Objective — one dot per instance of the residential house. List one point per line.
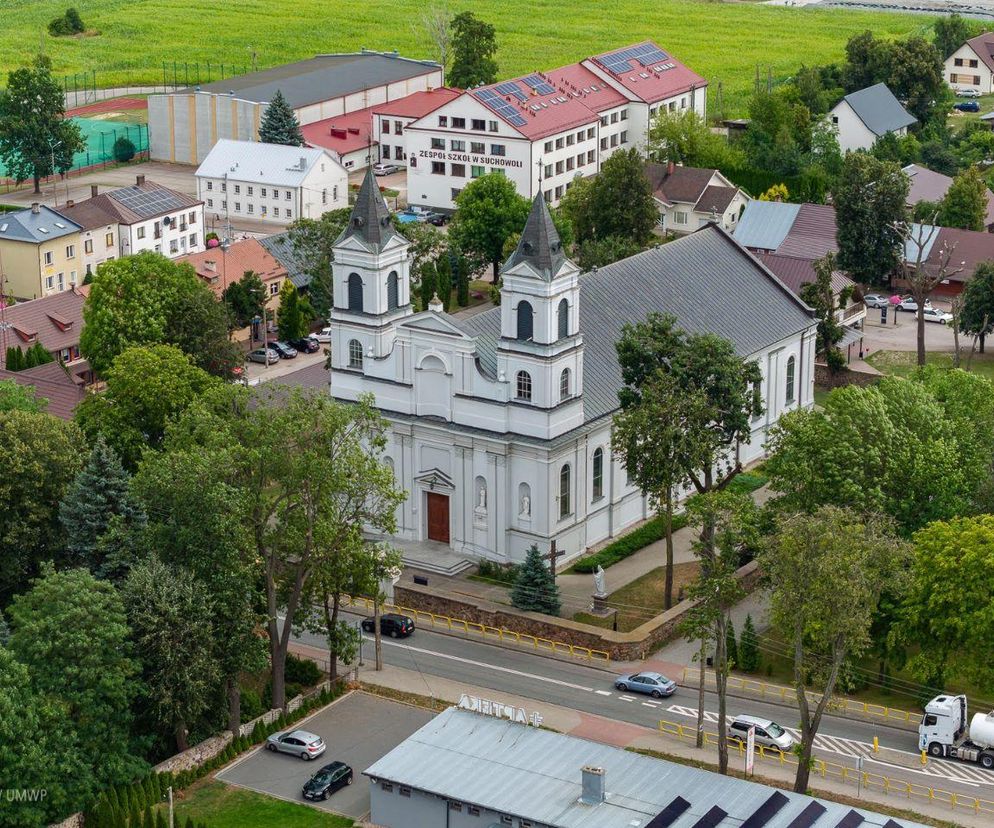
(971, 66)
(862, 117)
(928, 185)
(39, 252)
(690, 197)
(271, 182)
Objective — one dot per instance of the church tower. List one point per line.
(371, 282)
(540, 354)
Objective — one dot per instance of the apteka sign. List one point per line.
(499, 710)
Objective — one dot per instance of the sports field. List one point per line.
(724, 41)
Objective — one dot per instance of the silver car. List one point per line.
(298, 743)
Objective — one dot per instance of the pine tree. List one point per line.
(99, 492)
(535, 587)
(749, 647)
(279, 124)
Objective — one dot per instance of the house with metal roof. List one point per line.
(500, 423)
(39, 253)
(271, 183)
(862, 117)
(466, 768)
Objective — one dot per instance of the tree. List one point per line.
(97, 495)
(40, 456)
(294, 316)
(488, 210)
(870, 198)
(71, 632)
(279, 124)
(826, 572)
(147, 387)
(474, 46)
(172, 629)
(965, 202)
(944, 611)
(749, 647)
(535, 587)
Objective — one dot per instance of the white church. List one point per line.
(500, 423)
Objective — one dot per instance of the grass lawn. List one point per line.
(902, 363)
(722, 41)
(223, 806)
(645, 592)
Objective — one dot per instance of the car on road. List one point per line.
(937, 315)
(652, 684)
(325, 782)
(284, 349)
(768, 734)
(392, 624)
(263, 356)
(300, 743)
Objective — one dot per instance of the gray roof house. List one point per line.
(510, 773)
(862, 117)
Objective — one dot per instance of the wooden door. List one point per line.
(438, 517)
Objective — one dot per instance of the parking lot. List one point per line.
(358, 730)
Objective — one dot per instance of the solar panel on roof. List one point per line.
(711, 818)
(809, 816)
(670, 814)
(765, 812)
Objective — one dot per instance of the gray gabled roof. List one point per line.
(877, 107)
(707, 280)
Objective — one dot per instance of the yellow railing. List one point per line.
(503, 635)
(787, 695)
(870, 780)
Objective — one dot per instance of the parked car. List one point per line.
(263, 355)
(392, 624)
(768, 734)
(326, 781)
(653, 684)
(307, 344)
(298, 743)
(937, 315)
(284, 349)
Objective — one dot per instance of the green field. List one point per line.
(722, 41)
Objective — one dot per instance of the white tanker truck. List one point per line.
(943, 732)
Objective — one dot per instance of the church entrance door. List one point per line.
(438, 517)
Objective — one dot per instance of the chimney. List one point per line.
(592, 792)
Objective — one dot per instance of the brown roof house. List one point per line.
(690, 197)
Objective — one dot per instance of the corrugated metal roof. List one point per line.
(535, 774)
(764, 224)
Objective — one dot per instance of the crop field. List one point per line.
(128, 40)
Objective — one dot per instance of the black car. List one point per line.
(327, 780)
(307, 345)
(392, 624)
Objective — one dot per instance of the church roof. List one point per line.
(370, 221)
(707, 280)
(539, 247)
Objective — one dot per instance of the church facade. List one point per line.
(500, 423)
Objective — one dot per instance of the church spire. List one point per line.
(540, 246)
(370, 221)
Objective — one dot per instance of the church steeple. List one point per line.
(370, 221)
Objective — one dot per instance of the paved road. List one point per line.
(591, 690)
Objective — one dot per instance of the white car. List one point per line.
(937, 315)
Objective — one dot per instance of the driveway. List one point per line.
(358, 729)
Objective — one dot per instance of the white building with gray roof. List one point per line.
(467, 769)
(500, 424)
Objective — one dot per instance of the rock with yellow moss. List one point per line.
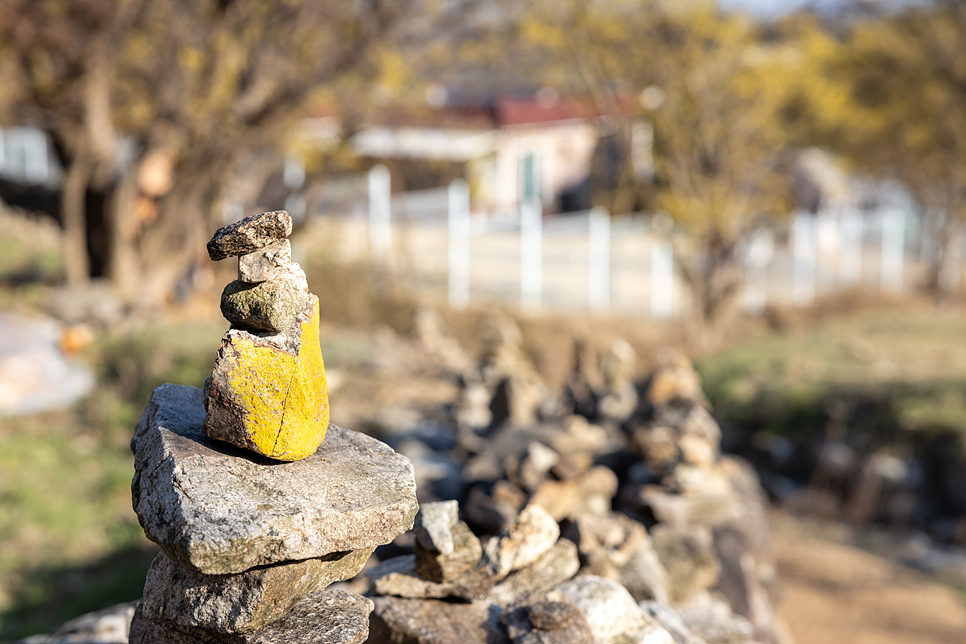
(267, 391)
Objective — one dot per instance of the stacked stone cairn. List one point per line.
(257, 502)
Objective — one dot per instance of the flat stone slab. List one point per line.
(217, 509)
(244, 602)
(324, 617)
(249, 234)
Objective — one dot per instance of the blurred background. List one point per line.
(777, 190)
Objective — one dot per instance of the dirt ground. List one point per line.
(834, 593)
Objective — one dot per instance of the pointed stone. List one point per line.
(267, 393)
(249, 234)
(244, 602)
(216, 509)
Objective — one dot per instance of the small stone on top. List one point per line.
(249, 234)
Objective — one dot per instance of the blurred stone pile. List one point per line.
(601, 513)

+--

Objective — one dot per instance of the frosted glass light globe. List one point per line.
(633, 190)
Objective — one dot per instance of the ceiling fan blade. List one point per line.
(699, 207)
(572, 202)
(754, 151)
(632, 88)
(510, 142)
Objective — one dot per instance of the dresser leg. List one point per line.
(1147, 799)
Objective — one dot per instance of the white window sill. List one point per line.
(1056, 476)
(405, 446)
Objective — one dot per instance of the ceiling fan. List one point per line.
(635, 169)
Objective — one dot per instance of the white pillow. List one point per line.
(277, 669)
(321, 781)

+--

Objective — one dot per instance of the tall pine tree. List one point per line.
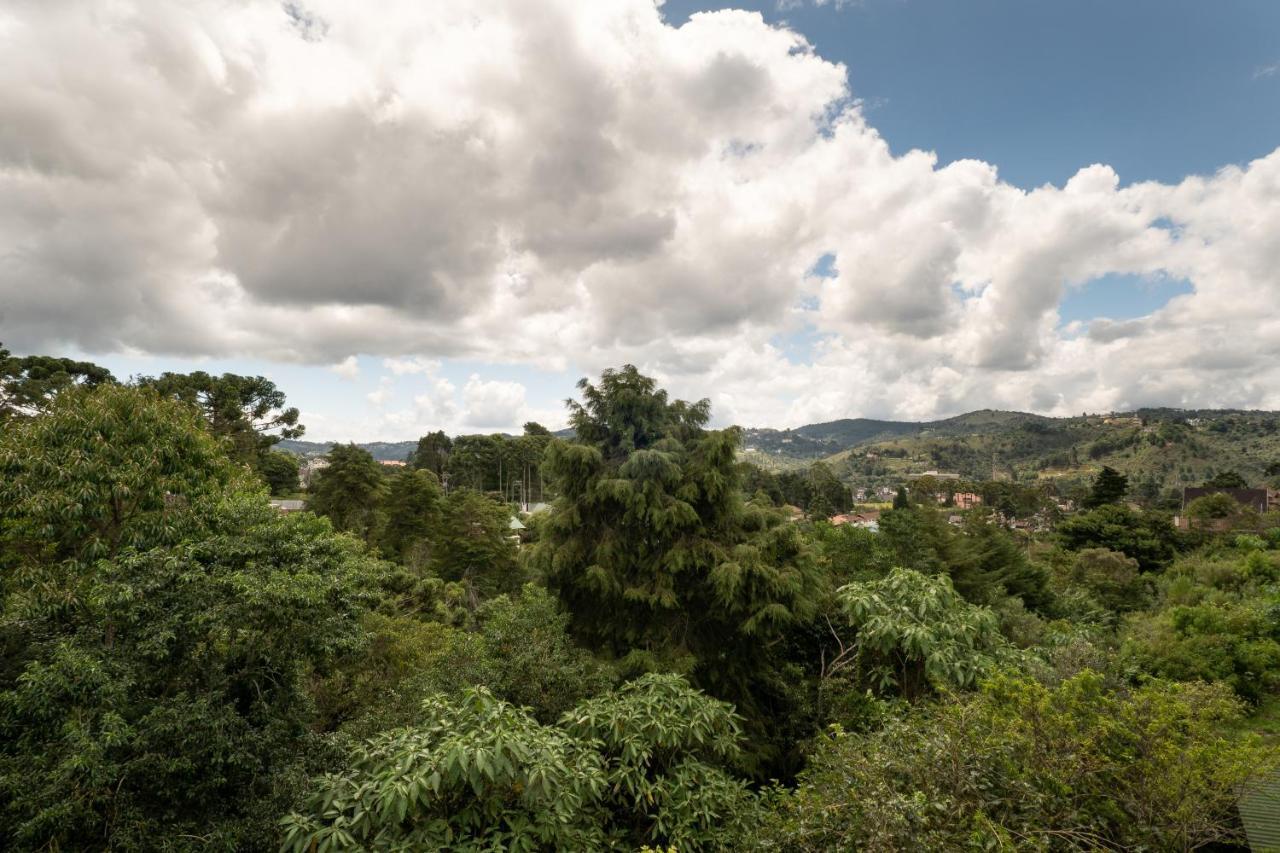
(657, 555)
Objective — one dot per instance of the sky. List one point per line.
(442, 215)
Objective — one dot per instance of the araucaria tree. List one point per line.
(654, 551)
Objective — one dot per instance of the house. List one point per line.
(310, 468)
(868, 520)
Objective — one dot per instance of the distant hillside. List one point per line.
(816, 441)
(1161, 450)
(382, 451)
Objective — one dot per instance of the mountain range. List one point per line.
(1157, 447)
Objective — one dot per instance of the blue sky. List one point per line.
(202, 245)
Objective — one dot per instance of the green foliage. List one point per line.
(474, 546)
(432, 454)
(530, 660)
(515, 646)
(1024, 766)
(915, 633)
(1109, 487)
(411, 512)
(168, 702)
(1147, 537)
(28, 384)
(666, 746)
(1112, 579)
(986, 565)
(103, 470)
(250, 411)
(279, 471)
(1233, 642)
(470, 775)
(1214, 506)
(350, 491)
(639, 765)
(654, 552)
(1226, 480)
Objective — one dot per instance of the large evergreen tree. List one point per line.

+--

■ **What to do**
Please find every line in the records above that contains the word "door", and copy each of those lines in full.

■ **Right answer**
Objective — one dot per instance of the wooden door. List one point per line.
Objective — one dot per instance of the church entrance door. List one point per line.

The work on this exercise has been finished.